Task description:
Swap "boxes" for "regions" in the items below, from the start through the line containing "[0,235,134,285]", changing nothing else and leaving the pictures out of your answer.
[begin Data entries]
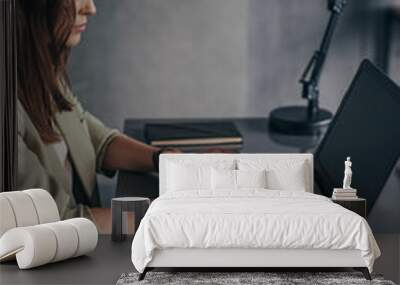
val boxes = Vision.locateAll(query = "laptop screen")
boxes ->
[315,60,400,212]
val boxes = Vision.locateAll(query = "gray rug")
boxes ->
[117,272,395,285]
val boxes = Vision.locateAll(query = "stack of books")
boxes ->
[145,121,243,152]
[332,188,358,200]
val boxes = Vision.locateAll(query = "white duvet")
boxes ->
[132,189,380,272]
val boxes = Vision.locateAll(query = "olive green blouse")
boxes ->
[17,88,119,219]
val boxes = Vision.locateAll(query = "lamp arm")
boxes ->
[300,0,346,115]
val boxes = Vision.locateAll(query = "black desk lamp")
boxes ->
[269,0,346,134]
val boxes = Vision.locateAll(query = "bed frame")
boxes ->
[139,248,371,280]
[139,154,371,280]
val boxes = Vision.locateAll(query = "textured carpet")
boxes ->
[117,272,395,285]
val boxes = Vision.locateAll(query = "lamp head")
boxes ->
[328,0,347,14]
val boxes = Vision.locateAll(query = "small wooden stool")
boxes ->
[111,197,150,241]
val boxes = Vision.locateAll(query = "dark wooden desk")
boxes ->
[115,118,321,198]
[0,235,134,285]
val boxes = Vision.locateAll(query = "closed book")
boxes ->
[333,188,357,193]
[333,193,357,197]
[145,121,243,147]
[173,144,243,153]
[332,194,358,200]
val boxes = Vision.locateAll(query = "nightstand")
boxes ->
[331,198,367,218]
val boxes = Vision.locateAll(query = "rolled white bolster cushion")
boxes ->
[1,191,39,227]
[0,194,17,237]
[0,218,98,269]
[43,221,79,262]
[22,189,60,224]
[0,225,57,269]
[64,218,98,257]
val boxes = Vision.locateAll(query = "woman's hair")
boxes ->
[17,0,76,143]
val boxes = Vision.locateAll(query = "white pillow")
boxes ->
[211,168,267,190]
[235,169,267,188]
[211,168,236,190]
[237,159,310,192]
[166,159,235,191]
[167,163,211,191]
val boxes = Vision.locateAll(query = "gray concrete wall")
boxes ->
[71,0,249,128]
[70,0,400,232]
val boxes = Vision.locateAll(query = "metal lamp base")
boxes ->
[269,106,332,135]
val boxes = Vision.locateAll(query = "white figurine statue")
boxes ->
[343,157,353,189]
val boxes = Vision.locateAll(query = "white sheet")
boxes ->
[132,189,380,272]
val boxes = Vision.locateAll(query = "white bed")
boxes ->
[132,154,380,278]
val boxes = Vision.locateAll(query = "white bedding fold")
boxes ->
[132,189,380,272]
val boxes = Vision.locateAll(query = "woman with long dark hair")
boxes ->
[17,0,176,222]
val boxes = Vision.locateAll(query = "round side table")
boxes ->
[111,197,150,241]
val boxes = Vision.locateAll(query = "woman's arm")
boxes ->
[102,134,159,171]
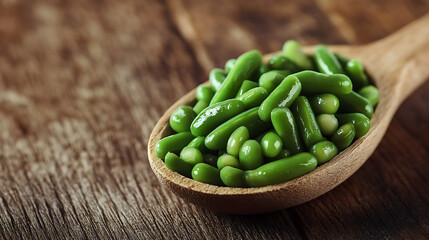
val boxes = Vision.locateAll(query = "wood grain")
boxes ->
[0,0,429,239]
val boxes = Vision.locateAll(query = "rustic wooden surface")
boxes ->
[0,0,429,239]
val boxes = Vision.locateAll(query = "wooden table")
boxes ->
[0,0,429,239]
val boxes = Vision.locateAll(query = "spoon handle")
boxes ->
[359,14,429,105]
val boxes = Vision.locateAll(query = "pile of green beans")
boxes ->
[155,40,379,187]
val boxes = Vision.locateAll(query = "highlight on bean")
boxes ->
[155,40,380,187]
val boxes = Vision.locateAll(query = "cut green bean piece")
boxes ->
[270,149,292,161]
[238,140,264,170]
[226,126,249,157]
[220,166,246,187]
[308,140,338,165]
[186,136,208,153]
[235,80,258,98]
[259,64,270,75]
[155,132,194,159]
[259,71,285,93]
[308,93,340,114]
[195,84,214,102]
[346,59,368,90]
[192,100,209,115]
[217,154,240,169]
[359,85,380,107]
[283,40,313,69]
[192,163,223,186]
[203,154,218,167]
[191,99,246,136]
[205,107,271,150]
[338,91,374,118]
[165,152,194,178]
[317,114,338,136]
[180,147,204,165]
[334,53,349,69]
[170,106,196,132]
[314,45,344,74]
[237,87,268,109]
[244,153,317,187]
[292,70,353,95]
[271,108,304,154]
[225,58,237,74]
[258,75,301,121]
[331,123,355,151]
[261,132,283,158]
[335,113,371,138]
[291,96,324,148]
[267,55,301,72]
[209,68,226,92]
[210,50,262,105]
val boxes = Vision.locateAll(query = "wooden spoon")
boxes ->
[148,14,429,214]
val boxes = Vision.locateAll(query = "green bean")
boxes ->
[186,136,208,153]
[335,113,371,138]
[193,100,209,115]
[225,58,237,74]
[210,50,262,104]
[235,80,258,98]
[220,166,246,187]
[317,114,338,136]
[334,53,349,69]
[283,40,313,69]
[180,147,204,165]
[205,107,271,150]
[258,75,301,121]
[308,93,340,114]
[259,64,270,75]
[155,132,194,159]
[308,140,338,165]
[238,140,263,170]
[191,99,245,136]
[261,132,283,158]
[346,59,368,89]
[237,87,268,109]
[217,154,240,169]
[314,45,344,74]
[195,84,215,102]
[170,106,196,132]
[270,149,292,161]
[267,55,301,72]
[209,68,226,92]
[203,154,218,167]
[359,85,380,107]
[331,123,356,151]
[291,96,323,148]
[192,163,222,186]
[291,70,353,95]
[165,152,194,178]
[271,108,304,154]
[216,149,228,157]
[226,126,249,157]
[244,153,317,187]
[259,71,285,93]
[270,70,292,78]
[338,91,374,118]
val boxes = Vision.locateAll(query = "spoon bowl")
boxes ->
[148,14,429,214]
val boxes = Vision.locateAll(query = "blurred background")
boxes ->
[0,0,429,239]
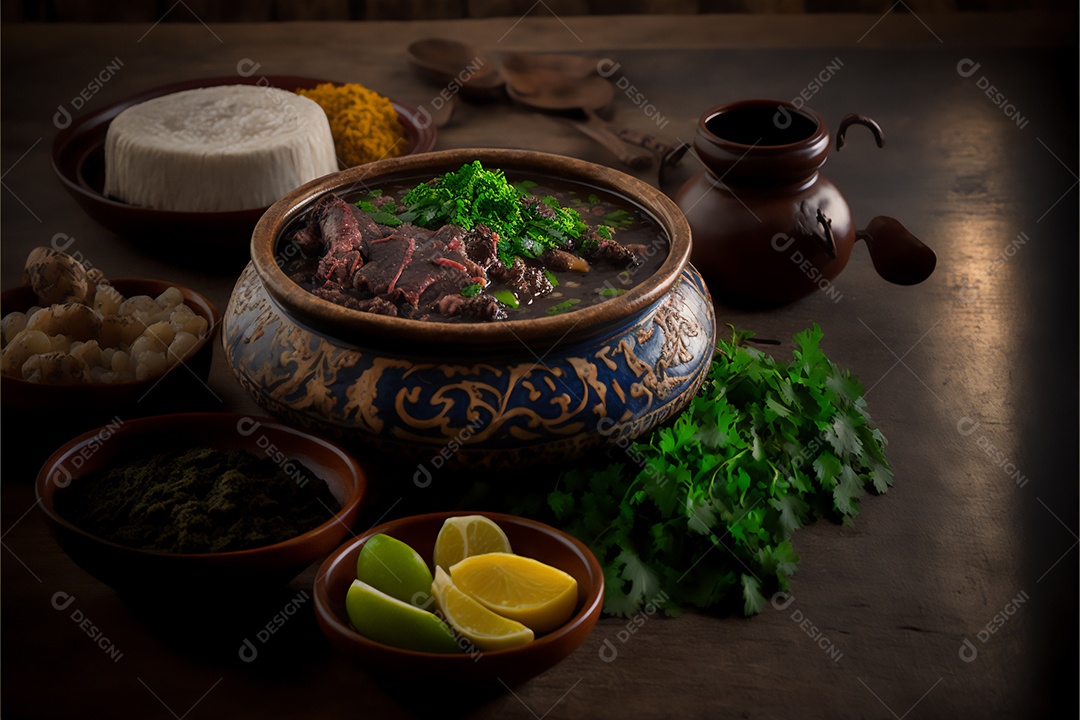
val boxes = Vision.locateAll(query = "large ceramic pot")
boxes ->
[222,149,715,470]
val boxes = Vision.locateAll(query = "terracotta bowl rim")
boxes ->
[698,98,829,157]
[314,510,604,666]
[33,412,367,561]
[251,148,691,347]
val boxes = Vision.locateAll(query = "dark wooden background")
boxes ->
[0,0,1076,23]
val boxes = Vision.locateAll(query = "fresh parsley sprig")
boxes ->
[548,325,892,616]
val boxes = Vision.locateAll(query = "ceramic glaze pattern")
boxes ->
[222,266,716,466]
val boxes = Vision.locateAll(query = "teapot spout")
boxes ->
[855,215,937,285]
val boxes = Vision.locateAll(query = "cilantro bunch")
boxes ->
[357,160,611,267]
[548,325,892,615]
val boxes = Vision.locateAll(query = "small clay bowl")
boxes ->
[53,73,436,262]
[314,512,604,689]
[0,280,221,436]
[36,412,367,602]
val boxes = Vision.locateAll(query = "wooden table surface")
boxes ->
[0,12,1080,720]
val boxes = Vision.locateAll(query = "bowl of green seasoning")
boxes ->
[36,412,367,597]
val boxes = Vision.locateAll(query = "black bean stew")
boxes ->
[278,174,669,323]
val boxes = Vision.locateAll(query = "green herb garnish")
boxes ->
[548,325,892,615]
[491,290,521,310]
[356,160,611,267]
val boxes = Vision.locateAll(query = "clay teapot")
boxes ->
[675,100,936,308]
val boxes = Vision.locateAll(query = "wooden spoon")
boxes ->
[405,38,505,98]
[503,65,653,169]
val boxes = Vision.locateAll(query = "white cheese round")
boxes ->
[105,85,338,213]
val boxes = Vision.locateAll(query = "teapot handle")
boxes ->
[814,207,836,260]
[836,112,885,151]
[855,215,937,285]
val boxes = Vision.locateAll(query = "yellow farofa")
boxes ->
[296,82,408,167]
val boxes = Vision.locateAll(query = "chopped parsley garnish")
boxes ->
[356,160,611,267]
[535,325,892,616]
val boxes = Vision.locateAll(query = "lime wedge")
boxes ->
[356,533,432,608]
[345,580,462,653]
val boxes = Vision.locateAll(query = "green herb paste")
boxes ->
[57,448,340,553]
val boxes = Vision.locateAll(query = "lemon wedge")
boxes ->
[447,553,578,635]
[432,515,513,570]
[431,567,534,650]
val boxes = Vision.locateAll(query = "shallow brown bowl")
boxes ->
[314,512,604,689]
[0,279,221,435]
[53,74,436,257]
[36,412,367,600]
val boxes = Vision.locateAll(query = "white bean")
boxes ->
[21,352,90,384]
[94,285,124,315]
[120,295,161,317]
[184,315,206,338]
[135,350,168,380]
[143,321,176,350]
[0,330,53,378]
[109,350,135,375]
[168,332,199,363]
[69,340,106,369]
[0,312,26,344]
[49,335,71,354]
[99,315,146,348]
[157,287,184,310]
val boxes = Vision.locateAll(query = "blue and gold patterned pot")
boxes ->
[222,149,716,470]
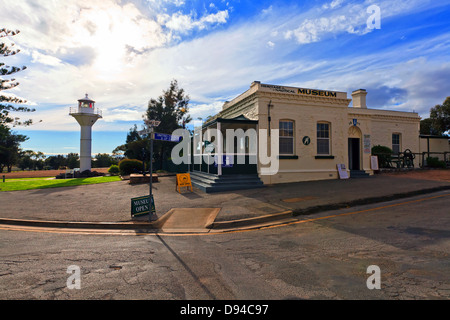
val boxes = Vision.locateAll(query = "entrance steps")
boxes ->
[190,171,264,193]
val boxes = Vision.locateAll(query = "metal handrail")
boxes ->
[69,107,103,118]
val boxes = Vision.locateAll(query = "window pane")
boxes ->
[317,123,330,138]
[280,137,294,154]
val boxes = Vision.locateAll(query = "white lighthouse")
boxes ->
[69,94,102,172]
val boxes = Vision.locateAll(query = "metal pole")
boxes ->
[149,134,153,221]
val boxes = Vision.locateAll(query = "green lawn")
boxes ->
[0,176,120,191]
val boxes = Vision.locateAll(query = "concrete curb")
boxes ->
[0,185,450,233]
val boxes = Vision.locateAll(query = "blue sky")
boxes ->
[0,0,450,154]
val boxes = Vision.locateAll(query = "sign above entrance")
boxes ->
[302,136,311,146]
[131,196,156,218]
[261,84,338,98]
[337,164,349,180]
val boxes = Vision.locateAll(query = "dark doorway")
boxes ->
[348,138,361,170]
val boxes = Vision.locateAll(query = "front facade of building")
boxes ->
[194,81,420,184]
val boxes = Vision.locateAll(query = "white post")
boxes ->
[80,126,92,172]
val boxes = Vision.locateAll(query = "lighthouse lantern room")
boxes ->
[69,94,102,172]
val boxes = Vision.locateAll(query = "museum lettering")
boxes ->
[298,89,336,98]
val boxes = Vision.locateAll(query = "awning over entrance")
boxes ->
[191,116,258,176]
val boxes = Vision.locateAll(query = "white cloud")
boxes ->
[158,10,229,34]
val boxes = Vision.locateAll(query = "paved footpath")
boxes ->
[0,170,450,228]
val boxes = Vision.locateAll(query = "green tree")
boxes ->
[93,153,118,168]
[430,97,450,135]
[0,124,28,172]
[66,153,80,169]
[113,125,148,161]
[144,80,192,167]
[0,28,34,172]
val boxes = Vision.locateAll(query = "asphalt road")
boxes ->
[0,192,450,300]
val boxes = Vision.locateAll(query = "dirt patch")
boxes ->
[383,169,450,182]
[0,168,109,179]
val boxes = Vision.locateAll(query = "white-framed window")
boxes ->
[392,133,402,154]
[317,122,331,155]
[279,120,294,155]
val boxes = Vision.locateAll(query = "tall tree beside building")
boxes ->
[430,97,450,135]
[0,28,34,172]
[144,80,192,168]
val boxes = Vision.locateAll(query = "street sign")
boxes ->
[138,129,152,136]
[131,195,156,218]
[337,164,349,180]
[153,132,182,142]
[302,136,311,146]
[214,155,234,168]
[176,173,193,192]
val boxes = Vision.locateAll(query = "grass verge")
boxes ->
[0,176,121,191]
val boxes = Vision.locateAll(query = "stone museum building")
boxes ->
[191,81,420,190]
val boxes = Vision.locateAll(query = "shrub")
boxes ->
[372,145,393,168]
[427,157,446,168]
[108,164,120,175]
[119,159,142,176]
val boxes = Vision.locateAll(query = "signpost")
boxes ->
[153,132,182,142]
[131,195,156,218]
[131,125,185,221]
[176,173,193,193]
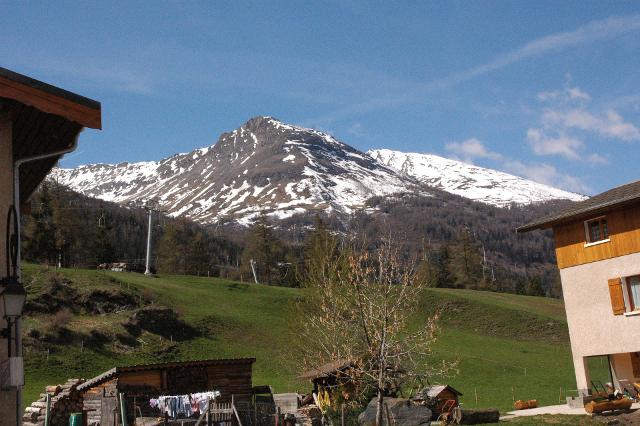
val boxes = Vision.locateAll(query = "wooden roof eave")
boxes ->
[0,67,102,129]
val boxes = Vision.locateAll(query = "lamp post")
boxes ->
[0,277,27,357]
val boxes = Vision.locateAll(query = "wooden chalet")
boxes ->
[0,67,102,426]
[78,358,255,426]
[412,385,462,419]
[300,359,356,400]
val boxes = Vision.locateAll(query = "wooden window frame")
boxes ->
[624,275,640,312]
[584,216,610,246]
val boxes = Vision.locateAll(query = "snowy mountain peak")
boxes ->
[52,116,417,224]
[51,116,583,224]
[368,149,587,207]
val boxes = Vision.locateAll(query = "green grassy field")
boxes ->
[25,265,597,411]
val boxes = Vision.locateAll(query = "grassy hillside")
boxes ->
[18,265,600,410]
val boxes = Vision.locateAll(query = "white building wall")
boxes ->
[560,251,640,390]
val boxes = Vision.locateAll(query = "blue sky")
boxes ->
[0,1,640,194]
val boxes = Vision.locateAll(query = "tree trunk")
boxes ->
[376,388,384,426]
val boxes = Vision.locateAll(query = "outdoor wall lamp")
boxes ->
[0,277,27,356]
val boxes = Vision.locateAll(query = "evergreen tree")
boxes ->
[242,214,284,284]
[94,204,115,264]
[156,223,181,274]
[299,215,339,281]
[24,182,58,264]
[188,230,210,275]
[449,227,485,290]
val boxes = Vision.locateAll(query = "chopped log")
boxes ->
[452,407,500,425]
[584,398,633,414]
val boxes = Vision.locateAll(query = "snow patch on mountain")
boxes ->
[367,149,587,207]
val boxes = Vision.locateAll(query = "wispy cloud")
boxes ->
[504,160,593,194]
[347,123,366,137]
[445,138,502,163]
[538,87,591,102]
[527,82,640,164]
[307,14,640,123]
[527,129,584,160]
[542,108,640,141]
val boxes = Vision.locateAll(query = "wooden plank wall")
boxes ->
[118,370,163,389]
[82,379,116,424]
[553,205,640,269]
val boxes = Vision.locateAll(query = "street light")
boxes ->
[0,277,27,357]
[0,277,27,319]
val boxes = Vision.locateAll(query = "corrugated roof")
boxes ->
[414,385,462,399]
[516,180,640,232]
[78,358,256,391]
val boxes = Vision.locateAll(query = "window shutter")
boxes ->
[630,352,640,377]
[609,278,625,315]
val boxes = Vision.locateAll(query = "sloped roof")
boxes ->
[0,67,102,202]
[414,385,462,399]
[299,359,355,380]
[78,358,256,391]
[516,180,640,232]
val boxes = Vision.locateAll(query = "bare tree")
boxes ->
[300,239,456,425]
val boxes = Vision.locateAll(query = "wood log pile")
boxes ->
[22,379,84,426]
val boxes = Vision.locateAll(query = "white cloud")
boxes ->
[587,154,609,165]
[527,129,584,160]
[308,14,640,123]
[445,138,502,163]
[504,160,592,194]
[538,87,591,102]
[541,108,640,141]
[347,123,365,137]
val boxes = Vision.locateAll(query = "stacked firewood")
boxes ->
[22,379,84,426]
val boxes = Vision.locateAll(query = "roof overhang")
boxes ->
[516,181,640,233]
[0,67,102,129]
[78,358,256,391]
[0,67,102,202]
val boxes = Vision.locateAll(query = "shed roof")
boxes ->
[300,359,355,380]
[78,358,256,391]
[516,180,640,232]
[414,385,462,399]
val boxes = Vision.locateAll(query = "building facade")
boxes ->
[518,181,640,395]
[0,68,101,426]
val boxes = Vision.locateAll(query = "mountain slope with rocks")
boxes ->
[51,116,583,225]
[52,117,418,224]
[367,149,587,207]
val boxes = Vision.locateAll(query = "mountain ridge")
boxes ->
[367,148,587,207]
[50,116,580,225]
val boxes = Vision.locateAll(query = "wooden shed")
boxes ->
[78,358,255,425]
[413,385,462,418]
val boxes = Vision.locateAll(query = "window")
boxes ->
[627,275,640,311]
[584,216,609,243]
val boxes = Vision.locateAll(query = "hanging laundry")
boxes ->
[149,391,220,419]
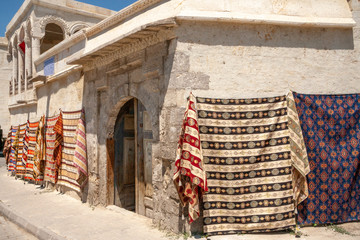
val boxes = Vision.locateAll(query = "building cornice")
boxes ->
[34,30,86,65]
[5,0,116,37]
[84,30,176,71]
[86,0,163,37]
[176,11,356,28]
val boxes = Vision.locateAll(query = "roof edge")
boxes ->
[5,0,116,37]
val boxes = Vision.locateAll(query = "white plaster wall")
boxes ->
[36,71,84,118]
[182,0,351,18]
[169,22,360,103]
[0,42,12,135]
[10,71,84,125]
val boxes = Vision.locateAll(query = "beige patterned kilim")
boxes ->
[197,96,308,235]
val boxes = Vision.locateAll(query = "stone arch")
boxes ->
[69,22,90,35]
[106,93,156,217]
[40,15,70,39]
[105,91,160,141]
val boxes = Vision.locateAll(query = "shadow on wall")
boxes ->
[177,22,354,50]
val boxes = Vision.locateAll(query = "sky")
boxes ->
[0,0,136,37]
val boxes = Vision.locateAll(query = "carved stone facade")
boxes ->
[2,0,360,235]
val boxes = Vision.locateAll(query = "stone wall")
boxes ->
[0,38,12,137]
[155,6,360,232]
[83,42,168,208]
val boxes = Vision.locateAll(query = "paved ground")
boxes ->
[0,158,360,240]
[0,216,37,240]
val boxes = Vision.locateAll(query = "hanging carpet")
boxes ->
[15,123,28,178]
[175,94,309,235]
[44,116,59,183]
[23,122,39,180]
[294,93,360,224]
[58,110,87,192]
[end Data entries]
Written solution:
val regions = Vision.locateAll(query = "laptop screen")
regions ->
[315,60,400,212]
val regions = Vision.locateAll(query = "gray rug")
regions ->
[117,272,395,285]
val regions = Vision.locateAll(query = "stack of books")
regions ->
[145,121,243,152]
[332,188,358,200]
val regions = Vision.locateAll(query = "white duvet")
regions ->
[132,189,380,272]
val regions = Vision.locateAll(query = "olive green blouse")
regions ->
[17,88,119,219]
val regions = Vision.locateAll(query = "lamp arm")
regions ->
[300,0,346,115]
val regions = Vision.locateAll(query = "black desk lamp")
regions ->
[269,0,346,134]
val regions = Vision.locateAll(query = "bed frame")
regions ->
[139,248,371,280]
[139,154,371,280]
val regions = Vision.locateAll(query = "textured carpet")
regions ->
[117,272,395,285]
val regions = Vision.locateAll(query = "lamp head")
regions ->
[328,0,347,14]
val regions = Vision.locateAll(query = "small wooden stool")
regions ->
[111,197,150,241]
val regions = Vision.locateAll(query = "dark wooden desk")
regions ->
[115,118,321,198]
[0,235,134,285]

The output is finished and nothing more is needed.